--- Text passage Enclosed Below ---
These days artificial turf is practically synonymous with the word “sport.” You can find it almost anywhere — from nearby elementary schools to the biggest and most prestigious college athletic programs in the country. Local municipalities use it for recreation centers and playgrounds. High schools opt for its cost-saving benefits, as it’s durable and generally requires less maintenance over time. But a harrowing report from NBC News has shed new light on the potential dangers of turf and the synthetic properties from which it’s made. It’s forcing many to reconsider whether the surface is safe for play.
Turf generally contains two distinct properties: polyethylene plastic grass and tens of thousands of tiny rubber beads made from recycled tires, known as “crumb rubber.” As detailed by NBC, the crumb rubber has been the primary cause for concern. The network spoke with University of Washington soccer coach Amy Griffin, who shared the stories of two former UW players who were diagnosed with non-Hodgkins lymphoma. Both players happened to be goalkeepers, and both were coming in close contact with the turf on a daily basis.
At first Griffin dismissed the diagnoses as an eerie coincidence. But digging deeper, she discovered an all-too common pattern that sent her on quest for answers. Since those first two cases, she has slowly but doggedly collected the names of more than 38 American soccer players — 34 of which are goalies — who were later diagnosed with a form of cancer. In each situation, blood cancers like lymphoma and leukemia proved to be the predominant types. NBC noted that Griffin’s list is not based on fact or scientific analysis; it’s simply based on a pattern that Griffin could no longer ignore.
Regardless of its scientific merits, Griffin’s list, informed by testimonials of former players and coaches, is once again questioning the safety of artificial turf fields, most especially for children. Following the NBC News report, two schools in New Jersey and Washington postponed plans to install new turf, citing the need for more studies and testing.
--- End of Enclosed Text passage ---
Echo the artificial turf passage from "At first Griffin" up to and including "no longer ignore.". The lines that come next have nothing to do with the text about artificial turf.
--- Given material Enclosed Below ---
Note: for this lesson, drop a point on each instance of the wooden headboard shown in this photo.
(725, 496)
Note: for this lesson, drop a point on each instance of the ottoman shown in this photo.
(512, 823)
--- End of Enclosed Given material ---
§ **Output below**
At first Griffin dismissed the diagnoses as an eerie coincidence. But digging deeper, she discovered an all-too common pattern that sent her on quest for answers. Since those first two cases, she has slowly but doggedly collected the names of more than 38 American soccer players — 34 of which are goalies — who were later diagnosed with a form of cancer. In each situation, blood cancers like lymphoma and leukemia proved to be the predominant types. NBC noted that Griffin’s list is not based on fact or scientific analysis; it’s simply based on a pattern that Griffin could no longer ignore.